▸ **PROBLEM TO SOLVE**
Extract each line of the data below exactly as written.

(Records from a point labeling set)

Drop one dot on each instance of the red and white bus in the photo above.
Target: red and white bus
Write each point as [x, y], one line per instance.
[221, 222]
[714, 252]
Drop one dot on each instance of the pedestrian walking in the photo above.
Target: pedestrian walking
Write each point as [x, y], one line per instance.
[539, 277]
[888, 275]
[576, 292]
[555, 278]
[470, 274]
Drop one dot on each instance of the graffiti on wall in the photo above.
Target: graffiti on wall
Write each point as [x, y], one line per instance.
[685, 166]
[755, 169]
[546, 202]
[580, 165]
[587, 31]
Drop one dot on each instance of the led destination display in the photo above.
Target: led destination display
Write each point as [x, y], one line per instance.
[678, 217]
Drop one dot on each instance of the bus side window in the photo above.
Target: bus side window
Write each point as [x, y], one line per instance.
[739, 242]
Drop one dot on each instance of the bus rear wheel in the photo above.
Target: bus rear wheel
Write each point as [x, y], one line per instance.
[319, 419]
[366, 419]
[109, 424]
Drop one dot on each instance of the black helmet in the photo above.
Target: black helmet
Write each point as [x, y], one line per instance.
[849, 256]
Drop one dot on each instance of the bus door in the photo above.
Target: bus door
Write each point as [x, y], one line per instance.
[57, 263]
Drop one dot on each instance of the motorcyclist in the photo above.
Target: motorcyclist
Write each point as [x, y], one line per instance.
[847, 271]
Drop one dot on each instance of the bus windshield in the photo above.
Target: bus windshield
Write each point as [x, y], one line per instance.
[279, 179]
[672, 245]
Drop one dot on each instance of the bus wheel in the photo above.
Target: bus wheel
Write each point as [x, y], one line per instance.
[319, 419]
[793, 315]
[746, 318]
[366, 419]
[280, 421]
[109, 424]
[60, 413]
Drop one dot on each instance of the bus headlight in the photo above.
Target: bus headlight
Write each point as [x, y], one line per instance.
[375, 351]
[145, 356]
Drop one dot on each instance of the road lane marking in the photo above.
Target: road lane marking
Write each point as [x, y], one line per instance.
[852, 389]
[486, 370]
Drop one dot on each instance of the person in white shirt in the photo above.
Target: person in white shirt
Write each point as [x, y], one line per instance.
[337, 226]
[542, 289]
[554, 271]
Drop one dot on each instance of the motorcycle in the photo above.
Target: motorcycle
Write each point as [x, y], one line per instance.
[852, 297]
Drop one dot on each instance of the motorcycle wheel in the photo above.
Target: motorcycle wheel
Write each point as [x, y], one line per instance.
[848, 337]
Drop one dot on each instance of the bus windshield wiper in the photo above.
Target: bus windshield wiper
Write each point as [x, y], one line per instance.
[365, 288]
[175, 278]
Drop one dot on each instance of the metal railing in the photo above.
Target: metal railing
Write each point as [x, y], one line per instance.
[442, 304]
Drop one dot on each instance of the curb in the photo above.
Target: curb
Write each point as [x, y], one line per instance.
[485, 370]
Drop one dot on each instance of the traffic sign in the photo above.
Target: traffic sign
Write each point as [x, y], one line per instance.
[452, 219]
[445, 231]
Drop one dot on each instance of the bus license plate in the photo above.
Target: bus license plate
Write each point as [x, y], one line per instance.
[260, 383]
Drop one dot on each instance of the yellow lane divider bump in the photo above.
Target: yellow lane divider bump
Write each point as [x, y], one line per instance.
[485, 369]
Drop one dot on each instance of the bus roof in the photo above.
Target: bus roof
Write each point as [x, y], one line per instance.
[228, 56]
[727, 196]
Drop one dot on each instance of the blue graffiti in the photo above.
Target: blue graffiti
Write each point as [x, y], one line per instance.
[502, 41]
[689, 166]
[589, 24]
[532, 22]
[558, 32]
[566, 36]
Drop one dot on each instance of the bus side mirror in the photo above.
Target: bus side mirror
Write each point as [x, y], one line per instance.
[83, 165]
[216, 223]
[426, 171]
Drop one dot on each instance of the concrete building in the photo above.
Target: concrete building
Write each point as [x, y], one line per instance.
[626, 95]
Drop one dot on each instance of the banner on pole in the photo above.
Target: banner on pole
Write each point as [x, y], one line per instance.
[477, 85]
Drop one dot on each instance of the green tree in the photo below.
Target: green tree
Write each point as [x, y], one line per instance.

▸ **FULL RESPONSE**
Drop one dot on each instance of the red and white bus in the photo above.
Target: red and white bus
Write each point as [x, y], one line per instance.
[221, 222]
[714, 252]
Drop one dot on each instance of the pedestrian walking in the photo above.
Target: pedestrian walking
Write each point as [x, y], one line per instance.
[539, 277]
[888, 275]
[576, 292]
[555, 278]
[470, 274]
Drop one dot on each instance of the graffiti on wall in the photo above.
Target: graffiti on wall
Write each point as [x, y], one line per instance.
[685, 166]
[755, 169]
[546, 202]
[580, 165]
[587, 31]
Drop one dot on each instance of the led destination display in the photo above.
Target: led destination display
Write each point as [x, y], one line per instance.
[678, 217]
Drop one dot on each instance of the bus side window in the photo above.
Target: bus side window
Write each point as [x, y], one line per instance.
[739, 242]
Drop one dot on each instance of the bus rear wheel in the photo above.
Target: bus rear wheel
Write each point as [x, y], one line per instance.
[319, 419]
[366, 419]
[109, 424]
Drop one dot on each instance of the black helmet in the photo above.
Target: black helmet
Write each point as [x, y], one line per instance.
[849, 256]
Drop one dot on each instance of the bus door in the photo above.
Target: bus door
Write each point as [x, y], one line per instance.
[57, 263]
Drop one dot on each instance of the motorcyclist in the photo above.
Target: motorcyclist
Write each point as [x, y], one line per instance.
[847, 271]
Drop one dot on each instance of the bus windshield in the photo above.
Target: bus windshield
Write each point as [x, y], one line per instance.
[279, 179]
[672, 245]
Drop one dot on each instance of the bus wheel in the photo above.
Target: bus wheel
Write each point as [x, y], one line per instance.
[319, 419]
[793, 315]
[746, 318]
[366, 419]
[280, 421]
[109, 424]
[60, 413]
Drop one dot on each instance of the bus headlight in the photo above.
Target: bus headlight
Write each point as [x, y], one line per instance.
[375, 351]
[145, 356]
Drop one dot on each instance of the road lane marking in the photo above.
Target: road lane marking
Write each point as [x, y], one line per instance.
[852, 389]
[486, 370]
Drop one dot on each instance of the person in white shirt in the photo above.
Target: person in white shirt
Write each point as [x, y], one line per instance.
[337, 226]
[542, 289]
[554, 271]
Drop one dot on each instance of the motorcycle in the photo above.
Target: motorcycle
Write each point as [x, y], one line per instance.
[852, 297]
Drop one dot on each instance of the motorcycle wheel in the photo above.
Target: motorcycle wheel
Write each point as [x, y], one line per instance.
[848, 337]
Drop one dot on each instance of the bus windshield wiper in the photo above.
Target: bus windshield wiper
Write each point as [x, y], one line per instance.
[365, 288]
[175, 278]
Drop one dot on each instance of the metal railing in the photo above.
Target: metal railing
Write each point as [x, y], one line per instance.
[442, 304]
Drop one dot on each instance of the curb in the photo above.
Target: curb
Write each point as [x, y], one line per instance.
[485, 370]
Drop one dot on each instance of the traffic sign in the photo above.
Target: traffic sign
Write each point as [x, y], one line per instance.
[452, 219]
[445, 231]
Drop one dot on each instance of the bus license plate in the photo above.
Target: bus license plate
Write each point as [x, y], one line per instance.
[260, 383]
Drop one dot on each instance of the yellow lane divider bump in the photo above.
Target: yellow lane divider bump
Write each point as [x, y], one line per instance.
[485, 369]
Drop one dot on each instance of the bus roof in the photo above.
Target: bus roof
Write each point as [x, y], one line per instance.
[228, 56]
[727, 196]
Drop one dot on each instance of the blue graffiti in the photo above.
Target: blue graffiti
Write each point as [x, y], one line per instance.
[502, 41]
[689, 166]
[589, 24]
[532, 22]
[558, 32]
[566, 36]
Drop one dot on each instance of the bus side mirror in the photo above.
Target: bus side mirror
Write each point as [x, y], one line per instance.
[83, 165]
[216, 223]
[426, 171]
Drop one dot on each instance of the concrete building in the photo above.
Target: concrete building
Write each point as [x, y], one line per instance.
[626, 95]
Drop one dot on each instance of the banner on pole in the photo above.
Target: banner on pole
Write each point as [x, y], one line per instance.
[477, 85]
Drop one dot on each instance of the green tree in the photo below.
Target: green tree
Write each point as [x, y], one line per instance.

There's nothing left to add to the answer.